→ Problem details
Swap "hockey stick" for "tennis racket" in the rows from the line with "point: hockey stick" up to and including the line with "Target: hockey stick", and give back only those lines with everything else unchanged.
[Start of Data for processing]
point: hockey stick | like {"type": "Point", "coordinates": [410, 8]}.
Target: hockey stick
[End of Data for processing]
[Start of Data for processing]
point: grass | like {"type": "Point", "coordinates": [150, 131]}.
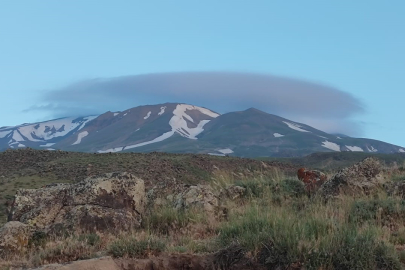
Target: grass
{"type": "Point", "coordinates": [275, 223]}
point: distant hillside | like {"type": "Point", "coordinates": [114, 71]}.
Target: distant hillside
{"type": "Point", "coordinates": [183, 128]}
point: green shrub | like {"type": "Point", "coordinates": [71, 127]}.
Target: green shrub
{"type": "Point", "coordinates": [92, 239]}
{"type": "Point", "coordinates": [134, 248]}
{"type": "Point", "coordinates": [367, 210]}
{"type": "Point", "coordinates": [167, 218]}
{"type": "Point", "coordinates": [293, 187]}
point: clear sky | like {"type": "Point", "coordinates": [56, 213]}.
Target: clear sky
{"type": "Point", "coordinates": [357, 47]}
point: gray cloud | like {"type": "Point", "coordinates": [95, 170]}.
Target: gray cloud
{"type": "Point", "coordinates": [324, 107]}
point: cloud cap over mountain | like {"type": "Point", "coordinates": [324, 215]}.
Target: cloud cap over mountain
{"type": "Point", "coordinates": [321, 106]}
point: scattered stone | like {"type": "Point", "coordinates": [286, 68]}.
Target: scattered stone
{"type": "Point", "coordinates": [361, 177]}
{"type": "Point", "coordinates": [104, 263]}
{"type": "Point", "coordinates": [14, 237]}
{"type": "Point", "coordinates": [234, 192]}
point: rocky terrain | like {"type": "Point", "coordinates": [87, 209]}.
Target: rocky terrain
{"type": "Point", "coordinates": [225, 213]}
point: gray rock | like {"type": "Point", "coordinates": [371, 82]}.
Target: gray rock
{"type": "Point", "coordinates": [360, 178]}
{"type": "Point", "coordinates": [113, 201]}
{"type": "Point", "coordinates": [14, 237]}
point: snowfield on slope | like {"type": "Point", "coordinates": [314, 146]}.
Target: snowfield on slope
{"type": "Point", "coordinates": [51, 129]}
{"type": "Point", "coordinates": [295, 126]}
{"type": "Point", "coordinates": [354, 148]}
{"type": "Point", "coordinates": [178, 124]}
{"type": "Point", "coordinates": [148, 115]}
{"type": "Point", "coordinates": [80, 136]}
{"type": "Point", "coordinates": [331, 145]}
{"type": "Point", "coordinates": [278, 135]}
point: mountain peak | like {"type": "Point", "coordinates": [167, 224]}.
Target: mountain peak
[End of Data for processing]
[Start of Data for processing]
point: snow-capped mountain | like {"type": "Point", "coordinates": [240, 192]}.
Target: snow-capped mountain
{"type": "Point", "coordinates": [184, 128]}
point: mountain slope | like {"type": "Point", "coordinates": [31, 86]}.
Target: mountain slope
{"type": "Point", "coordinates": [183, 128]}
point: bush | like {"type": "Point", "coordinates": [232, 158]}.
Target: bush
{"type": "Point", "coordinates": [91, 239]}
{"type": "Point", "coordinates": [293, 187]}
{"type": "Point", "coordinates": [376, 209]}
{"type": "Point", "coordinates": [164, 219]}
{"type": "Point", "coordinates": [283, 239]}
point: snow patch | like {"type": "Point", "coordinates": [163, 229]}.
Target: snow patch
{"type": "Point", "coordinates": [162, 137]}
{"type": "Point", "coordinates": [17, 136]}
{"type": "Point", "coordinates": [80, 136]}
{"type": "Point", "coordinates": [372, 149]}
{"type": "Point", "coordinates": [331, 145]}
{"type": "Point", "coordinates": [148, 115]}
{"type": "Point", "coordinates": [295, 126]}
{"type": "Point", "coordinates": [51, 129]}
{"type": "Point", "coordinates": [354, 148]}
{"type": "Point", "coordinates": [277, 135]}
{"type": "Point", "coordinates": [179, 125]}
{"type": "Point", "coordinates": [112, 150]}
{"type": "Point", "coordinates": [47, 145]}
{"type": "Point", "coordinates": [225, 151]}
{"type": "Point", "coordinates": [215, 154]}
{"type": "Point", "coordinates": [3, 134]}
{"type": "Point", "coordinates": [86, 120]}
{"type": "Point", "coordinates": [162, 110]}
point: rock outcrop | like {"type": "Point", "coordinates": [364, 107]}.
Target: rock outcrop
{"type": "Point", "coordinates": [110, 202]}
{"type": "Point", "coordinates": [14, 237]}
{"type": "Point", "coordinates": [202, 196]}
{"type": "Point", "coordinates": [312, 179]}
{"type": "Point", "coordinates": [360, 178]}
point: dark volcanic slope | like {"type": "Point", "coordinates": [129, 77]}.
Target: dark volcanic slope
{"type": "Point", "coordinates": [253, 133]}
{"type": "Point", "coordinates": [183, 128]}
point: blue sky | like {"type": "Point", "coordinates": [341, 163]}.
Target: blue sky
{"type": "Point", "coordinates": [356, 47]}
[End of Data for processing]
→ Exercise output
point: tennis racket | like {"type": "Point", "coordinates": [410, 8]}.
Target: tennis racket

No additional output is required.